Ridley Scott’s new film “Exodus: Gods and Kings” features Moses, the Pharaoh, hundreds of thousands of slaves making their way across the floor of the Red Sea, all ten plagues, the burning bush, and even the angel of Yahweh in the form of a petulant eleven year old boy with a British accent.
And yet, the movie is spiritually flat, as though its makers had read the Biblical story but understood precious little of its theological poetry.
Many commentators have focused their critical attention on the portrayal of the angel as an annoyed little boy, but in itself that choice didn’t bother me. Let’s face it: it’s next to impossible to represent God in a cinematically adequate way. For Charlton Heston, the God of Mt. Sinai was a disembodied voice (actually Heston’s own, dramatically slowed down) and flashes of fire. I’m not at all sure that this was better than Ridley Scott’s version, and in point of fact, the weird kid caught something of the unnerving, unsettling, more than vaguely frightening quality of the God disclosed in the Old Testament.

• Problems to work on
1 > Please list everything the review says Ridley Scott's new film features, as named in its opening sentence.
2 > Rewrite the review's passage starting with "Ridley Scott’s new" and going on through "its theological poetry.", changing "movie" to "picture".

• Dataset
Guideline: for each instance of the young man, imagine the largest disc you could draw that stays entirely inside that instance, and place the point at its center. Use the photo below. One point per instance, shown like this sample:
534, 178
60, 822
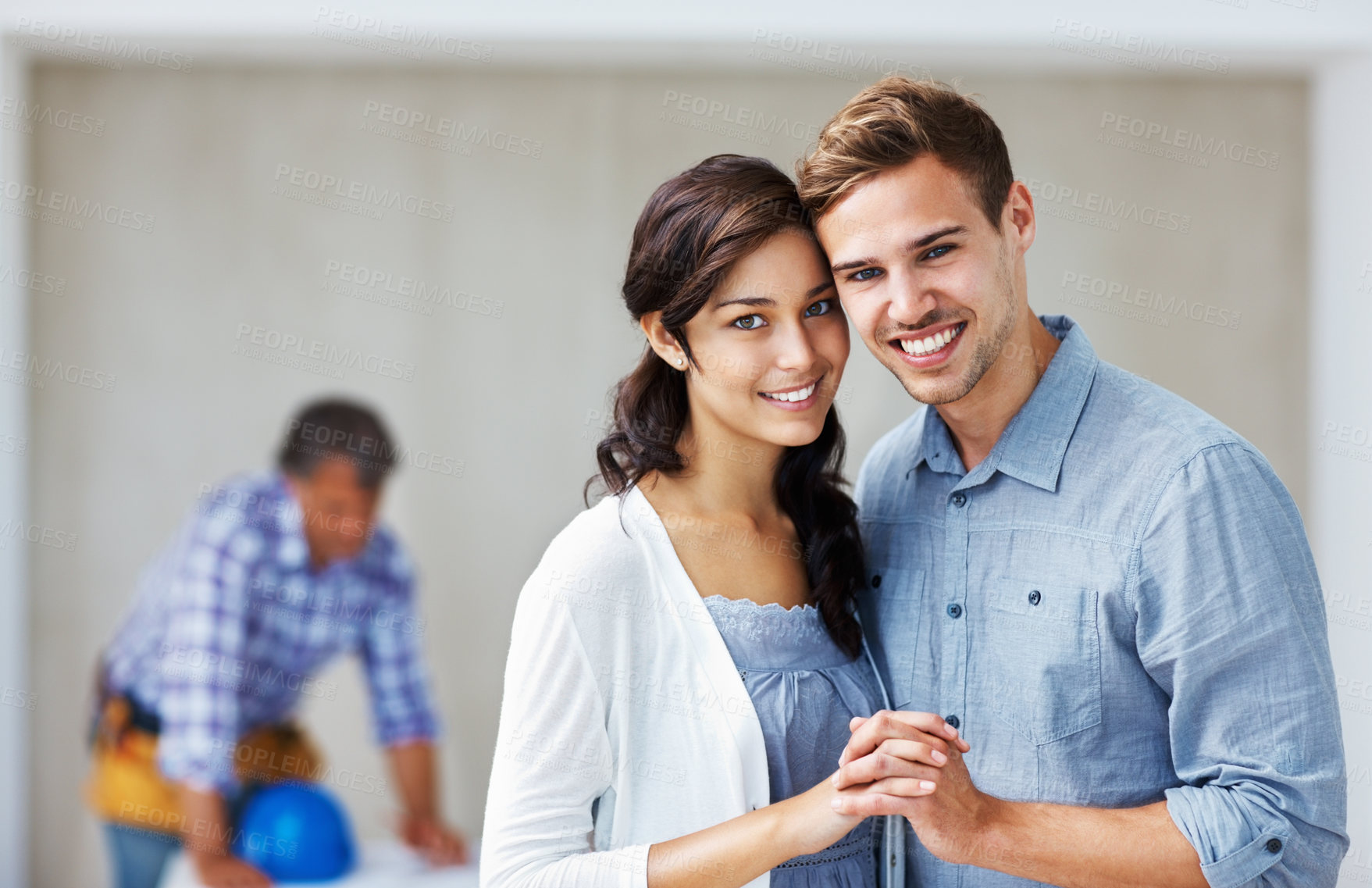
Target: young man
271, 578
1105, 589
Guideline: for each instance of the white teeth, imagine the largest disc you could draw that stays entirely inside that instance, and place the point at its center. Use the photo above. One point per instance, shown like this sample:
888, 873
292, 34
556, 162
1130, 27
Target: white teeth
800, 394
931, 344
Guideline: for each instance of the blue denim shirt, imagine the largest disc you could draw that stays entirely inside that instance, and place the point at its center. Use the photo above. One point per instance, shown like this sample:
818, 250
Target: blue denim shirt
1118, 607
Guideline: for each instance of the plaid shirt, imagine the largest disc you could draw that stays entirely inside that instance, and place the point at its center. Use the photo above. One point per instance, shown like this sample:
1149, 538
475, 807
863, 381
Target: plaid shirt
231, 625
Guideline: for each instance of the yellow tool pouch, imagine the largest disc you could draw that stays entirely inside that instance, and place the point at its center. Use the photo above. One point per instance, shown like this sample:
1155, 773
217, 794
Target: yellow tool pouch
125, 786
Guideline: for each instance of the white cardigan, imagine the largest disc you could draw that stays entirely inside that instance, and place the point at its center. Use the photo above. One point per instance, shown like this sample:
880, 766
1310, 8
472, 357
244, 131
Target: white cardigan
625, 721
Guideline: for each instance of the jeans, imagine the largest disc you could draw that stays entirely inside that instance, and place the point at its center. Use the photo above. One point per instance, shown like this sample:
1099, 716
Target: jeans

• Answers for each item
1 >
- Moses
- the Pharaoh
- hundreds of thousands of slaves making their way across the floor of the Red Sea
- all ten plagues
- the burning bush
- the angel of Yahweh in the form of a petulant eleven year old boy with a British accent

2 >
Ridley Scott’s new film “Exodus: Gods and Kings” features Moses, the Pharaoh, hundreds of thousands of slaves making their way across the floor of the Red Sea, all ten plagues, the burning bush, and even the angel of Yahweh in the form of a petulant eleven year old boy with a British accent.
And yet, the picture is spiritually flat, as though its makers had read the Biblical story but understood precious little of its theological poetry.